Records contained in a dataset
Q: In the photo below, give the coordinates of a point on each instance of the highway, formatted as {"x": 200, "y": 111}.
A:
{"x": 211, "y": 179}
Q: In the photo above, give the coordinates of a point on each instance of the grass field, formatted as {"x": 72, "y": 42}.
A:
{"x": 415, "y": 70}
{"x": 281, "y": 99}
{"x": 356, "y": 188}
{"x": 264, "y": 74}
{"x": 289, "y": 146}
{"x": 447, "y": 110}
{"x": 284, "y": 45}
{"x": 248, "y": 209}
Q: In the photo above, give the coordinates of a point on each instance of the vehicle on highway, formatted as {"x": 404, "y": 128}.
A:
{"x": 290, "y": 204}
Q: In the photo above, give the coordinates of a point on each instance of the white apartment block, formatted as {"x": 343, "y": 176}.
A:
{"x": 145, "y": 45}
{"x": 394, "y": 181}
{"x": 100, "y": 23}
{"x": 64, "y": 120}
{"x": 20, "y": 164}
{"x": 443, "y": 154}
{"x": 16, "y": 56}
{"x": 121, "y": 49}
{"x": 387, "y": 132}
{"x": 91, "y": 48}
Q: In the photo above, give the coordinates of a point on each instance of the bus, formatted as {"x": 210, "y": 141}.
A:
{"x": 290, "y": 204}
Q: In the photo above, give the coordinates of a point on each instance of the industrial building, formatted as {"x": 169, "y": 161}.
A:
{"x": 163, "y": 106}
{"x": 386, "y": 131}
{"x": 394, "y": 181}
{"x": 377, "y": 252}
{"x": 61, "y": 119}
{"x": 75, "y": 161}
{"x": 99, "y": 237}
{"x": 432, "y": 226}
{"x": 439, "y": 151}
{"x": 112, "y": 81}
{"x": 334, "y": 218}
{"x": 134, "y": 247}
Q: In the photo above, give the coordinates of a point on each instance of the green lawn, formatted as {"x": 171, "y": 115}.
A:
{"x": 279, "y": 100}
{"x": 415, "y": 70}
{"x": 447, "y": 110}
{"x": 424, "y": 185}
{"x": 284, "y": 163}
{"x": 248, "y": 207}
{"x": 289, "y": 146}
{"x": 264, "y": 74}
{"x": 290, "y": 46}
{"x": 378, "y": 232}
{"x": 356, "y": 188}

▶ About this task
Output the line bearing "of the white" along with all the lines after it through the end of the entries, exactly, and no other lines.

▶ Reply
Q: In the photo above, give the coordinates of a point on each instance of the white apartment block, formatted as {"x": 343, "y": 176}.
A:
{"x": 145, "y": 45}
{"x": 394, "y": 181}
{"x": 100, "y": 23}
{"x": 64, "y": 120}
{"x": 20, "y": 164}
{"x": 443, "y": 154}
{"x": 16, "y": 56}
{"x": 121, "y": 49}
{"x": 387, "y": 132}
{"x": 91, "y": 48}
Q: In the photo above, give the coordinates of a point on each instance of the bus, formatted as {"x": 210, "y": 141}.
A:
{"x": 290, "y": 204}
Q: In the photo above, give the coordinates of a point on each instance of the industrial building, formatted as {"x": 169, "y": 161}.
A:
{"x": 163, "y": 106}
{"x": 386, "y": 131}
{"x": 394, "y": 181}
{"x": 377, "y": 252}
{"x": 61, "y": 119}
{"x": 75, "y": 161}
{"x": 99, "y": 237}
{"x": 432, "y": 226}
{"x": 439, "y": 151}
{"x": 112, "y": 81}
{"x": 334, "y": 218}
{"x": 134, "y": 247}
Q: In the photo above, give the coordinates of a point on each instance of the green lawn, formatted as {"x": 171, "y": 115}.
A:
{"x": 279, "y": 100}
{"x": 415, "y": 70}
{"x": 447, "y": 110}
{"x": 424, "y": 185}
{"x": 284, "y": 163}
{"x": 248, "y": 207}
{"x": 289, "y": 146}
{"x": 264, "y": 74}
{"x": 290, "y": 46}
{"x": 378, "y": 232}
{"x": 356, "y": 188}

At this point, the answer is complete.